§ Tarea asignada A:
Resume en dos oraciones el texto sobre Calígula.
§ Tarea asignada B:
Escribe la continuación del texto sobre Calígula a partir de su última oración.

§ Fragmento del documento:
_ _ _ _ _
Calígula. Festival Teatro Clásico de Mérida 2017.
Escena

Calígula, el tirano que quiso tomar la luna por asalto

Mario Gas encara el poder, la corrupción, la maldad, la arbitrariedad a través de un Calígula completamente lúcido, nihilista y desesperanzado.

Es viernes. Son las 11 de las noche y la temperatura apenas baja de los 35 grados. Ante mí la escena, un pórtico colosal que data de los tiempos de Trajano; detrás el graderío apoyado en el cerro de San Albín. Sentada en la tercera fila, el alarido de Cayo Julio César Augusto Germánico escuece como un azote, el amor no es nada. Quiero la luna en mis manos. Como el látigo del déspota que fue: implacable, cruel, caprichoso. El que esgrimió contra su pueblo y su corifeo sin el mínimo asomo de piedad. No está loco ni enfermo. Calígula es un ser destructivo. Un sátrapa que abraza a la muerte. Un enemigo que la sociedad debe eliminar para sobrevivir.
_ _ _ _ _
§ Listado proporcionado:
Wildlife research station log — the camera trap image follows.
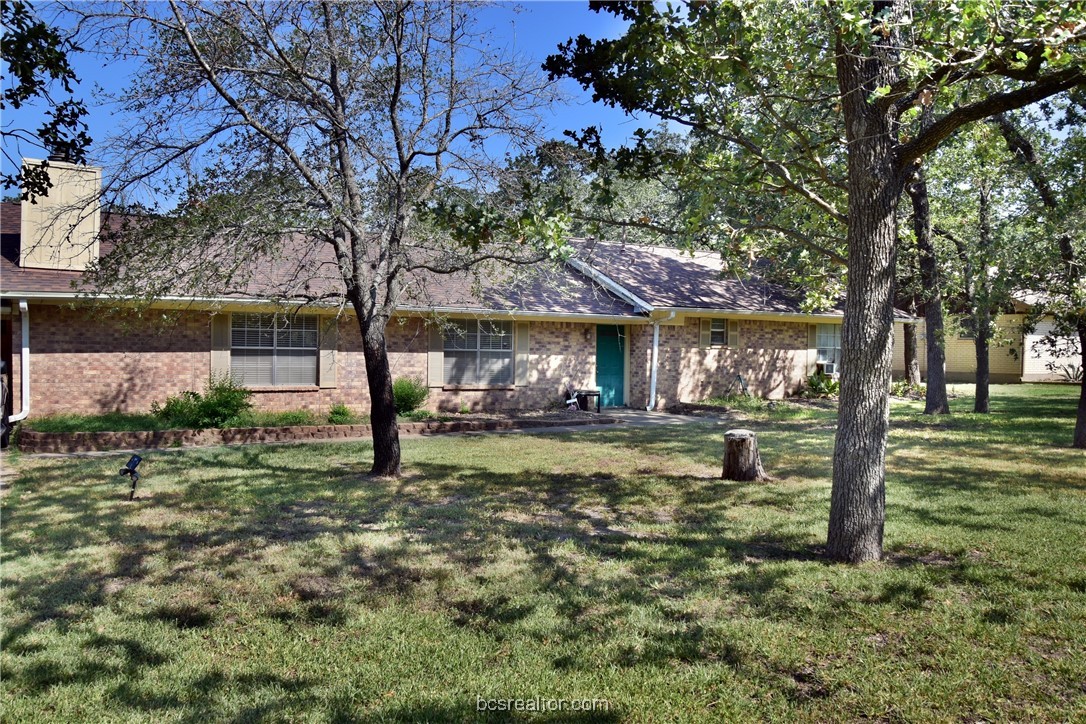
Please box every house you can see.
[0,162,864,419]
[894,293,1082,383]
_ _ _ _ _
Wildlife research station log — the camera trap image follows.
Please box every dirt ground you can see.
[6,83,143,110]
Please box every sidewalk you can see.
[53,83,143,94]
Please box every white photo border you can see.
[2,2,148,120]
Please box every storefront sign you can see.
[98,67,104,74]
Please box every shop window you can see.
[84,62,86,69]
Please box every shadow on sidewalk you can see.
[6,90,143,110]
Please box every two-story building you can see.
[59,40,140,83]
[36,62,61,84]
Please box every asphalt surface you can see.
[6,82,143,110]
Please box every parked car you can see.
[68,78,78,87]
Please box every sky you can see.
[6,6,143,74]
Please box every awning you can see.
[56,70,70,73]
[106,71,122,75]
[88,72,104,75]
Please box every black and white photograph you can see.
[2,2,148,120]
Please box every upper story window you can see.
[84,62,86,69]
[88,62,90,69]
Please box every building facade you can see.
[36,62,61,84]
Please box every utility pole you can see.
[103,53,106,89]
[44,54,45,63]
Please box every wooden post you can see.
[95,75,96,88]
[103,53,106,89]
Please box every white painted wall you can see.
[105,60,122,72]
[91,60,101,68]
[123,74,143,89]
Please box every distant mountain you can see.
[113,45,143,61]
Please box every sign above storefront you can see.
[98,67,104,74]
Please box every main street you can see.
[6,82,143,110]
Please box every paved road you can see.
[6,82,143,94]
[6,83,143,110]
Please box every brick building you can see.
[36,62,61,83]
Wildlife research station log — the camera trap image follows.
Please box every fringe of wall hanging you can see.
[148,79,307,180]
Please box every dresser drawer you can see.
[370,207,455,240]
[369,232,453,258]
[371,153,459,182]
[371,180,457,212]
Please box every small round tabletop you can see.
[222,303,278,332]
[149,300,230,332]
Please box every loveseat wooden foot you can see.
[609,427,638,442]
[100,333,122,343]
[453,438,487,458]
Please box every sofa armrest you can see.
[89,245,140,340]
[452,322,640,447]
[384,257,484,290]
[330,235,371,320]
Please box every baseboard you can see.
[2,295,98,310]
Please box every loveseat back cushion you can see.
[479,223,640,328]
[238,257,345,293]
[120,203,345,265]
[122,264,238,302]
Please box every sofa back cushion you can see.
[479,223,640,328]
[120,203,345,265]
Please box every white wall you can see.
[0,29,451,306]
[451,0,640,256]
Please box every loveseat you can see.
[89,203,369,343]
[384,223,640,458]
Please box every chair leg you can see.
_ _ _ _ _
§ Respuesta de la tarea A:
En el Festival de Teatro Clásico de Mérida 2017, Mario Gas aborda el poder, la corrupción, la maldad y la arbitrariedad a través de un Calígula lúcido, nihilista y desesperanzado. Ante un pórtico de los tiempos de Trajano, el grito del emperador escuece como un azote, y el texto lo presenta no como un loco ni un enfermo, sino como un ser destructivo que la sociedad debe eliminar para sobrevivir.

§ Respuesta de la tarea B:
La noche arde. En el foso emeritense se achicharran las arbitrariedades de un Calígula lúcido, consciente de su maldad. Así es como ha querido presentarlo Mario Gas. Aferrado a los dictados dramáticos de Albert Camus, el director uruguayo estrena en Mérida una versión nada ortodoxa sobre la personalidad del tirano. El detonante de toda esa distorsión es la muerte de Drusila. Su hermana, su amante, ¿su obsesión?

Fumar sería un sacrilegio. Una ofensa contra la belleza de un entorno milenario, declarado Patrimonio de la Humanidad por la UNESCO desde 1993. Sólo el agua fresca de la botella que llevo en el bolso me ayuda a digerir el profundo absurdo que estoy a punto de contemplar.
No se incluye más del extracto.